STATED GOAL: Rewrite the rows below from the line with "For the benchmark, spot each instance of the black long-sleeve" through the last row, keeping every request and shifting each coordinate in the answers by -138. Leave the pictures out of your answer.

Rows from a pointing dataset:
+-------+

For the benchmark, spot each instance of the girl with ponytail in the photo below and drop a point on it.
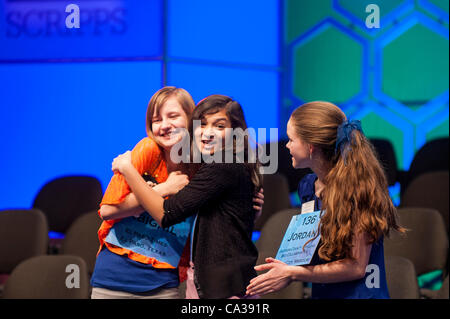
(350, 188)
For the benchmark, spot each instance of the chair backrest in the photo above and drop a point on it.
(23, 234)
(276, 197)
(433, 156)
(273, 230)
(401, 278)
(64, 199)
(429, 190)
(443, 292)
(426, 242)
(49, 277)
(82, 240)
(387, 157)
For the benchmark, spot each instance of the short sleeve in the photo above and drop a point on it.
(145, 157)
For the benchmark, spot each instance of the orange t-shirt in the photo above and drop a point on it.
(146, 157)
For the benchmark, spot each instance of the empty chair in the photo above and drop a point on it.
(82, 240)
(276, 197)
(433, 156)
(64, 199)
(443, 292)
(429, 190)
(401, 278)
(23, 234)
(426, 242)
(387, 157)
(268, 243)
(49, 277)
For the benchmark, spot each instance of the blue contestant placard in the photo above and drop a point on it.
(301, 229)
(144, 236)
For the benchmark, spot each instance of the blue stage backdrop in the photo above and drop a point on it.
(73, 99)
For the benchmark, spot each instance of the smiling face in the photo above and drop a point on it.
(167, 123)
(210, 135)
(300, 150)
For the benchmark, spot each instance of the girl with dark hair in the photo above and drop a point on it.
(223, 254)
(350, 188)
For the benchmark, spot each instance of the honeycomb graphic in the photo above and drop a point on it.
(393, 78)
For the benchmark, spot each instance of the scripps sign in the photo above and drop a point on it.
(34, 30)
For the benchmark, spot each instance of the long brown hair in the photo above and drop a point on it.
(215, 103)
(355, 198)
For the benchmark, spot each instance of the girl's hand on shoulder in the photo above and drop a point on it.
(277, 277)
(122, 162)
(175, 182)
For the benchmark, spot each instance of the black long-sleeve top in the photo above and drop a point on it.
(223, 252)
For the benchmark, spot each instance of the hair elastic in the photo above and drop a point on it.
(344, 134)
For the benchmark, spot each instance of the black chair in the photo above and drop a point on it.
(401, 278)
(425, 243)
(82, 240)
(430, 190)
(49, 277)
(23, 234)
(387, 157)
(276, 197)
(66, 198)
(433, 156)
(284, 163)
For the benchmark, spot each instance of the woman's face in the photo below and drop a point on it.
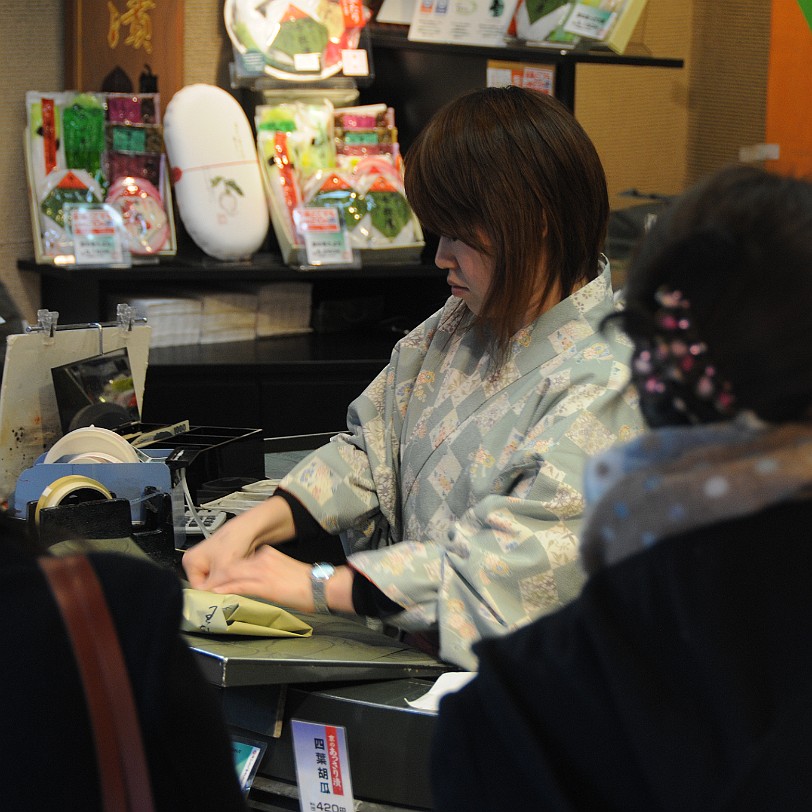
(469, 272)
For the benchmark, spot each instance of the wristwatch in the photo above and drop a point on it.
(319, 575)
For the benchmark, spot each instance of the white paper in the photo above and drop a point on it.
(445, 684)
(468, 22)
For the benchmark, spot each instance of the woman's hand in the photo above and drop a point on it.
(276, 577)
(237, 559)
(270, 522)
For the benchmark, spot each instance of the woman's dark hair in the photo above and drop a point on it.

+-------+

REPLY:
For the benchmark, spot each instance of the black long-sleeve top in the photo above and drop a point on it.
(85, 114)
For the benchmark, spot each instance of the hair elastic in the photo above and drop a point on it.
(206, -4)
For the benchmark, spot each instance of the black chair in the photo above and drop a point on it.
(263, 140)
(287, 105)
(-56, 102)
(292, 52)
(-89, 139)
(-115, 96)
(249, 19)
(138, 59)
(-72, 60)
(295, 18)
(146, 25)
For the benchmark, spot each instance of the woman's face in the photo below and drop a point on it.
(331, 134)
For the benchmark, spot each instance of the wristwatch in the photo above and drop a point on it.
(181, 437)
For the benchmark, spot each instance of the white paper in the photo above and drop a point on it.
(307, 546)
(330, -116)
For the benchmark, spot each instance of the woman's hand in the photo above and drop a point on it.
(138, 439)
(99, 421)
(132, 384)
For the benchmark, spot each instance of the woman's dark hair in the photo above and drop a point on it.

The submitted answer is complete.